What you are asked to do — Pull out every line in the listing below that contains the string "item", and copy each one unchanged.

Listing —
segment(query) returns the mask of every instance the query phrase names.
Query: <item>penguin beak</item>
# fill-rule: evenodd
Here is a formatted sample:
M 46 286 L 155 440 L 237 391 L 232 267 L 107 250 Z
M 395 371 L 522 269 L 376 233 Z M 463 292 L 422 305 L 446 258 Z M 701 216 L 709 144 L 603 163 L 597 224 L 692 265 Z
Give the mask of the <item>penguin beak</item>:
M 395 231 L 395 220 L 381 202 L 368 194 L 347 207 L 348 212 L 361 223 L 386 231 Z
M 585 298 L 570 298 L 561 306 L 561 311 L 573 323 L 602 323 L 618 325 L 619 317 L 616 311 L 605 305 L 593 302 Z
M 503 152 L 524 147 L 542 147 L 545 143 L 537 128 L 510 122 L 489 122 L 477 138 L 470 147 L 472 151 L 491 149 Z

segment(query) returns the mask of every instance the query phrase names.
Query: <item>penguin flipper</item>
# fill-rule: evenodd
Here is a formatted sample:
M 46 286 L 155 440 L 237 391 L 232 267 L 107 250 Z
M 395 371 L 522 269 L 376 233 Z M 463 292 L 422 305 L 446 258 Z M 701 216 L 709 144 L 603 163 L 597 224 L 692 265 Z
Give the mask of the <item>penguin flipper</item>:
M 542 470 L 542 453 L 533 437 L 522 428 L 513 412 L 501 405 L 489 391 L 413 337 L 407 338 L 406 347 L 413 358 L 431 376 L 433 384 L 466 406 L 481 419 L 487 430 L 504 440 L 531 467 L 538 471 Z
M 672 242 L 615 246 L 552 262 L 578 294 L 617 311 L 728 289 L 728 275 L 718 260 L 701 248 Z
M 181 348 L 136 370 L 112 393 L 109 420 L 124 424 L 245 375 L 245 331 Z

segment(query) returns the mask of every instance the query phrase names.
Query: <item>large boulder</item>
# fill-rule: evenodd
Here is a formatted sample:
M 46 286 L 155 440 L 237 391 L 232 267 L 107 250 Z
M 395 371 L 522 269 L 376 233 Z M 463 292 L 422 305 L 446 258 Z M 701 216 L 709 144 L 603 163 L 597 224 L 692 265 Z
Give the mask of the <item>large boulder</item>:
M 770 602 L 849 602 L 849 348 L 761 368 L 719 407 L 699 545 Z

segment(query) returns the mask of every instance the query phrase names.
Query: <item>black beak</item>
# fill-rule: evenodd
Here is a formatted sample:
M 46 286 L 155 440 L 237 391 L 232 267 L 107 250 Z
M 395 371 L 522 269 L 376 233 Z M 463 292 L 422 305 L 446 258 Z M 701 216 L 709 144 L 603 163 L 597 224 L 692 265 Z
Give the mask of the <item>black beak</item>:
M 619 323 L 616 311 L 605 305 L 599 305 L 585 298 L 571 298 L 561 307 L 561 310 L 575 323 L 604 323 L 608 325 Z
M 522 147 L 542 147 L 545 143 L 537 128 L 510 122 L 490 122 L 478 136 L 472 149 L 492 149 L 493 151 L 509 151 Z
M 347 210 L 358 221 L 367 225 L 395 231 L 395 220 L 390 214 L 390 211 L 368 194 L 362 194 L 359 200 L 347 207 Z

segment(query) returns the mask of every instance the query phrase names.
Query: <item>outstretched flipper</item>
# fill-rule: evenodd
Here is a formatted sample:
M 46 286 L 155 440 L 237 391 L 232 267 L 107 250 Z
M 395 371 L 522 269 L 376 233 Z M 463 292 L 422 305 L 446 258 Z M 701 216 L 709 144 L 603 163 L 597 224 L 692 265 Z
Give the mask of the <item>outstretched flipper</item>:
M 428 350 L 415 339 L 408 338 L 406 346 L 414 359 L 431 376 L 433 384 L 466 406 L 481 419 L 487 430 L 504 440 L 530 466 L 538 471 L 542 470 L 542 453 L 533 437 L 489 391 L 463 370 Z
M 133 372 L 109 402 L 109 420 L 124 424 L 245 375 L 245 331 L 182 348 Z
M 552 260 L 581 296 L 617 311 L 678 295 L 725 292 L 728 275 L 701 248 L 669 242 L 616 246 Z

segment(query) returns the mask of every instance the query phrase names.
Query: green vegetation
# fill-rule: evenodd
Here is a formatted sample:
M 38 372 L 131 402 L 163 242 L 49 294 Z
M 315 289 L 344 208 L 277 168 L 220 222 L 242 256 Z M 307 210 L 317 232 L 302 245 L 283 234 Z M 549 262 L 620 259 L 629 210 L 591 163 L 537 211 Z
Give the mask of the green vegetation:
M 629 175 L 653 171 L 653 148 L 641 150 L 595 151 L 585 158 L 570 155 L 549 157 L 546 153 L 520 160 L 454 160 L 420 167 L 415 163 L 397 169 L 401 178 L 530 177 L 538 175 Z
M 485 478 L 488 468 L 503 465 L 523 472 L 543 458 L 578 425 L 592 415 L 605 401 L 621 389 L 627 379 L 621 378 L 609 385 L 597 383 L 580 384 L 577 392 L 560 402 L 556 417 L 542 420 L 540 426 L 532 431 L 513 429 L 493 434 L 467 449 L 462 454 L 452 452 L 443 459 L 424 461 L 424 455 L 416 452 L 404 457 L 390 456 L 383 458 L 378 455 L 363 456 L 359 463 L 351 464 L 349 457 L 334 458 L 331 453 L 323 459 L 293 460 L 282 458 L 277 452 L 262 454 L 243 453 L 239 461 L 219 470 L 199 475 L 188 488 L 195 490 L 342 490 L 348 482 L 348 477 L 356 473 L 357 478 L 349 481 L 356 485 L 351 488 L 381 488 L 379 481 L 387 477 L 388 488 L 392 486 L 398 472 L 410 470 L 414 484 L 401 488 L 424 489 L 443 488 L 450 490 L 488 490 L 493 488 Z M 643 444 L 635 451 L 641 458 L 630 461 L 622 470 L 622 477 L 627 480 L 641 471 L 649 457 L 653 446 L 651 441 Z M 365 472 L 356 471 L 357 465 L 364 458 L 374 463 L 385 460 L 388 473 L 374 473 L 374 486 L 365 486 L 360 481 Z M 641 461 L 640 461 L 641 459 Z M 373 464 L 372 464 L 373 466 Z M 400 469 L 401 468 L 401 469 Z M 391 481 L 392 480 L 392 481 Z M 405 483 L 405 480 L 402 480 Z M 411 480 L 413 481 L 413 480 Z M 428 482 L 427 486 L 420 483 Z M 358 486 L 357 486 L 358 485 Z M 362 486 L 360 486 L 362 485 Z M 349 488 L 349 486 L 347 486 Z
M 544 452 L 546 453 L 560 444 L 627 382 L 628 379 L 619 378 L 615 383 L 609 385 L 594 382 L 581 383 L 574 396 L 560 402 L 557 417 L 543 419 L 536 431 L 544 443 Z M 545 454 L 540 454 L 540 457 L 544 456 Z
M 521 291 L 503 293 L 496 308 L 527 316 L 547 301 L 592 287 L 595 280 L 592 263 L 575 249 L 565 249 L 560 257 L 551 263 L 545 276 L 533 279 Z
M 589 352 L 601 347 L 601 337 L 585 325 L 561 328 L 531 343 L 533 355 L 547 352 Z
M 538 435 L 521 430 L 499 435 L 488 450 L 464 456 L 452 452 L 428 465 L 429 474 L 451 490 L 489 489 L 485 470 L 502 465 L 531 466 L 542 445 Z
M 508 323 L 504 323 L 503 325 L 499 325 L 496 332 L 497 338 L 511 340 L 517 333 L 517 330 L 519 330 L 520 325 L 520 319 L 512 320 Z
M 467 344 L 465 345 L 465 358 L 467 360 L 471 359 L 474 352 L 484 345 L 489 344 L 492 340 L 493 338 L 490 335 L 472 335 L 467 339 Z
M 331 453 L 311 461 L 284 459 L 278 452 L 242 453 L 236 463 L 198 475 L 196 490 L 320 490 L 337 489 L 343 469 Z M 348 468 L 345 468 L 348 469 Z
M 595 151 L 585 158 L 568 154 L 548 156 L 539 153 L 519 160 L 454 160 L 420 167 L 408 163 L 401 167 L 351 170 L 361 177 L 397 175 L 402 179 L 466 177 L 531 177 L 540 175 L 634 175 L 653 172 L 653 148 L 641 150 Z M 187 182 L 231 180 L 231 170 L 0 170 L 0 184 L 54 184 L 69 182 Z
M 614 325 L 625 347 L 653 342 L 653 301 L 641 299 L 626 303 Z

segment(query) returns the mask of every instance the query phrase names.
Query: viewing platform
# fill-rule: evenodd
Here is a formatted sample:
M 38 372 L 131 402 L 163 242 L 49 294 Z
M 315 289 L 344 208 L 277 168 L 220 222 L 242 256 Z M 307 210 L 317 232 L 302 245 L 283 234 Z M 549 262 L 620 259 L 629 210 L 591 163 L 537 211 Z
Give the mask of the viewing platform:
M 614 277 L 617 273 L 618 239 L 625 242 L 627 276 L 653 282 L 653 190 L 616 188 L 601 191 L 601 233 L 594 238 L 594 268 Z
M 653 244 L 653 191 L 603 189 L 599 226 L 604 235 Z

Solution for this problem —
Query: <item>penguin beak</item>
Give the mask of the <item>penguin beak</item>:
Query: <item>penguin flipper</item>
Give the mask of the <item>penguin flipper</item>:
Query: <item>large boulder</item>
Give the mask of the <item>large boulder</item>:
Query: <item>black beak</item>
Give the mask of the <item>black beak</item>:
Query: <item>outstretched flipper</item>
Give the mask of the <item>outstretched flipper</item>:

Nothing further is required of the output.